[Image location labeling entries]

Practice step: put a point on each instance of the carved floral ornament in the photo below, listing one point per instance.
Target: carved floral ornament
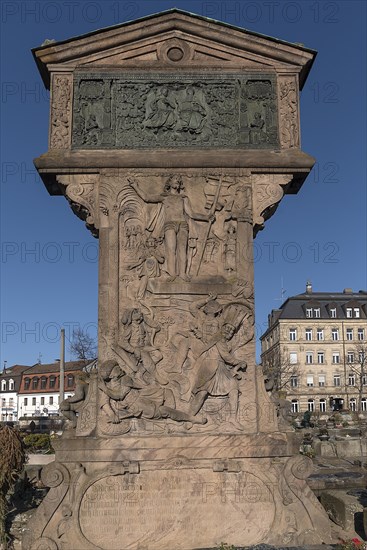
(80, 191)
(133, 111)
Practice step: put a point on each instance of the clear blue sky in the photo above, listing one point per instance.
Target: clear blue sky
(49, 259)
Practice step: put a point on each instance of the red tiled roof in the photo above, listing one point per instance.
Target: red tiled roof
(55, 367)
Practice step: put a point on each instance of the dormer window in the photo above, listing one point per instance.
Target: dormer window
(293, 334)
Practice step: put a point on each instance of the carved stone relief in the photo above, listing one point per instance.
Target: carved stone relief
(61, 107)
(175, 345)
(268, 191)
(81, 192)
(288, 112)
(207, 111)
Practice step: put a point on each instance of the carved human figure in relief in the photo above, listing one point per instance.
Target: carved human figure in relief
(257, 135)
(230, 247)
(160, 111)
(175, 212)
(192, 114)
(207, 314)
(128, 399)
(71, 405)
(218, 372)
(136, 346)
(148, 265)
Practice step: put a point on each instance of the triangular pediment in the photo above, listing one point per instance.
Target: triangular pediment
(174, 40)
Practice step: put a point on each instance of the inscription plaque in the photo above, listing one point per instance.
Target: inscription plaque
(155, 509)
(166, 110)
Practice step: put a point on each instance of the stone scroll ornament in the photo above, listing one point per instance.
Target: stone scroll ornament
(164, 111)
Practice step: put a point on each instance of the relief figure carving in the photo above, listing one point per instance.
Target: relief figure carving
(160, 111)
(218, 373)
(230, 249)
(174, 214)
(72, 405)
(148, 265)
(60, 112)
(288, 112)
(127, 398)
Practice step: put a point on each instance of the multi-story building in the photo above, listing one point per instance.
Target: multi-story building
(10, 380)
(35, 391)
(319, 341)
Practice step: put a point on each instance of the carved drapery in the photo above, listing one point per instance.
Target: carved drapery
(288, 111)
(61, 111)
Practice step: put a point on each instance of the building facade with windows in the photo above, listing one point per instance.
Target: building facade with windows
(39, 392)
(10, 380)
(320, 338)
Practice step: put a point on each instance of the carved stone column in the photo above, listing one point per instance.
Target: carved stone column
(174, 138)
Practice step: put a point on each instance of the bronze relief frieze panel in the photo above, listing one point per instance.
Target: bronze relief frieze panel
(136, 110)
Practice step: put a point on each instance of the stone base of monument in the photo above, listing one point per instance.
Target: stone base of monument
(177, 493)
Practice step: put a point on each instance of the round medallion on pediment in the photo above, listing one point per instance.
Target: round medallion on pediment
(175, 51)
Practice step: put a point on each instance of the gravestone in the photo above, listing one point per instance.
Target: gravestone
(174, 137)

### WHAT YOU HAVE TO DO
Find the line containing "Practice step: put a point on each instance of the bronze" in the material above. Print it and every line after it through the end, exactly and only those.

### WRITTEN RESPONSE
Practice step: put a point on each instance of the bronze relief frieze panel in the photo above, listing one point per instance.
Target: bronze relief frieze panel
(136, 110)
Practice step: put a point on each instance of the stone base of monument in the photo above, listing one point per instance.
Target: stone base of monument
(177, 493)
Practice step: put a point on each instance of the round medallion on pediment in the photo above, listing one point per instance.
Target: round medallion on pediment
(175, 51)
Practice step: put a point on each instance of the gravestone in the photo above, listing one point per instance.
Target: gravestone
(174, 137)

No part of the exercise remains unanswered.